When it’s time to swing the club, pay close attention to the swing meter on the left-hand side.  Swinging the club is a three step process.  First press A to start the cursor moving upward.  To set the power, press the A button again.  Now the cursor will go back down.  Press A once more to set the angle of the ball.  The swing meter is scaled differently here than in most golf games I played.  Normally hitting the ball with full power uses the full strength of the club, and all other power settings in between have a linear effect in regard to power.  For instance, setting power in the middle of the meter gives you a half-swing.  This game has a non-linear power bar, which is confusing for the first time player.  The green portion of the meter represents 0% to 100% power.  A red line most of the way up represents 50% power, and the white lines in between break up the power meter into 10% segments, with smaller-sized segments appearing at the top of the power bar, meaning you need to be more precise if you want accuracy on longer shots.  The red area at the top of the power bar is for an overswing.  Setting the cursor in the red hits the ball harder than 100% power at the cost of some left-to-right variance.  If you must hit the ball straight, don’t go into the red.  To set the angle straight, you want to press A for the last time at the line between the green and the brown.  Press early and your ball will hook left, press late into the brown area and your ball will slice right.  Sometimes this is what you want depending on if trees or other obstacles are in the way.

- - - - - - -

## STATED GOAL 1
Reproduce the golf swing meter text word for word.
The text and the records come from unrelated sources.

- - - - - - -

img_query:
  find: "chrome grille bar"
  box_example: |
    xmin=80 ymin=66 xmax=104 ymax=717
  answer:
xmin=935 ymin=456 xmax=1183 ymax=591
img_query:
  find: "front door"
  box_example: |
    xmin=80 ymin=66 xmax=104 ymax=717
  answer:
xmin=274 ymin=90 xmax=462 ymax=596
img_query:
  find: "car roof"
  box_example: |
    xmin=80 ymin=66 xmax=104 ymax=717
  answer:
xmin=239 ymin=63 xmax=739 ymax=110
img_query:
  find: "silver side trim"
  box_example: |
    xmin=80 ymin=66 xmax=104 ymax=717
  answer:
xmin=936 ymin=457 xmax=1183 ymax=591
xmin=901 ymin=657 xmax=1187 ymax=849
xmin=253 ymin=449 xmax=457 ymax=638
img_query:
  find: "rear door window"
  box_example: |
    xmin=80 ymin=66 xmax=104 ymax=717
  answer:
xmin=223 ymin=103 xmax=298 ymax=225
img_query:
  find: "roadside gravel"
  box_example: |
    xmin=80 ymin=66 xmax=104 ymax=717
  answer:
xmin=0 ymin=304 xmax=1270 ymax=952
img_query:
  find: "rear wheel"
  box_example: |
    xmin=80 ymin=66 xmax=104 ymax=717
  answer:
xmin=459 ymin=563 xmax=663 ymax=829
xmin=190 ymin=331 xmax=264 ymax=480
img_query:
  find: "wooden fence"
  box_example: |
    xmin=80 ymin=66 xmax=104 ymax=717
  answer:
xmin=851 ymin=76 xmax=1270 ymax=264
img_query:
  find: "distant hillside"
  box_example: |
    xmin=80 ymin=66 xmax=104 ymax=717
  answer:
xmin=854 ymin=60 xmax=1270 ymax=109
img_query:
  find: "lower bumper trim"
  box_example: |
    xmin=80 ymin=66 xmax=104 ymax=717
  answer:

- - - - - - -

## STATED GOAL 2
Rewrite all of the records above, putting "sample_box" in place of every "box_example" and leaving everything else as it is.

## TASK OUTPUT 1
When it’s time to swing the club, pay close attention to the swing meter on the left-hand side.  Swinging the club is a three step process.  First press A to start the cursor moving upward.  To set the power, press the A button again.  Now the cursor will go back down.  Press A once more to set the angle of the ball.  The swing meter is scaled differently here than in most golf games I played.  Normally hitting the ball with full power uses the full strength of the club, and all other power settings in between have a linear effect in regard to power.  For instance, setting power in the middle of the meter gives you a half-swing.  This game has a non-linear power bar, which is confusing for the first time player.  The green portion of the meter represents 0% to 100% power.  A red line most of the way up represents 50% power, and the white lines in between break up the power meter into 10% segments, with smaller-sized segments appearing at the top of the power bar, meaning you need to be more precise if you want accuracy on longer shots.  The red area at the top of the power bar is for an overswing.  Setting the cursor in the red hits the ball harder than 100% power at the cost of some left-to-right variance.  If you must hit the ball straight, don’t go into the red.  To set the angle straight, you want to press A for the last time at the line between the green and the brown.  Press early and your ball will hook left, press late into the brown area and your ball will slice right.  Sometimes this is what you want depending on if trees or other obstacles are in the way.

## TASK OUTPUT 2
img_query:
  find: "chrome grille bar"
  sample_box: |
    xmin=80 ymin=66 xmax=104 ymax=717
  answer:
xmin=935 ymin=456 xmax=1183 ymax=591
img_query:
  find: "front door"
  sample_box: |
    xmin=80 ymin=66 xmax=104 ymax=717
  answer:
xmin=274 ymin=90 xmax=462 ymax=596
img_query:
  find: "car roof"
  sample_box: |
    xmin=80 ymin=66 xmax=104 ymax=717
  answer:
xmin=239 ymin=63 xmax=739 ymax=110
img_query:
  find: "silver side trim"
  sample_box: |
    xmin=80 ymin=66 xmax=104 ymax=717
  answer:
xmin=936 ymin=457 xmax=1183 ymax=591
xmin=901 ymin=657 xmax=1187 ymax=849
xmin=253 ymin=449 xmax=457 ymax=638
img_query:
  find: "rear door window"
  sample_box: |
    xmin=80 ymin=66 xmax=104 ymax=717
  answer:
xmin=223 ymin=103 xmax=298 ymax=225
img_query:
  find: "roadside gravel"
  sample_box: |
    xmin=80 ymin=66 xmax=104 ymax=717
  answer:
xmin=0 ymin=304 xmax=1270 ymax=952
img_query:
  find: "rear wheel"
  sample_box: |
    xmin=80 ymin=66 xmax=104 ymax=717
  answer:
xmin=459 ymin=563 xmax=663 ymax=829
xmin=190 ymin=331 xmax=264 ymax=480
img_query:
  find: "wooden fence"
  sample_box: |
    xmin=80 ymin=66 xmax=104 ymax=717
  answer:
xmin=851 ymin=76 xmax=1270 ymax=264
img_query:
  find: "distant hillside"
  sample_box: |
    xmin=80 ymin=66 xmax=104 ymax=717
  answer:
xmin=854 ymin=60 xmax=1270 ymax=109
img_query:
  find: "lower bumper trim"
  sample_box: |
    xmin=80 ymin=66 xmax=104 ymax=717
  answer:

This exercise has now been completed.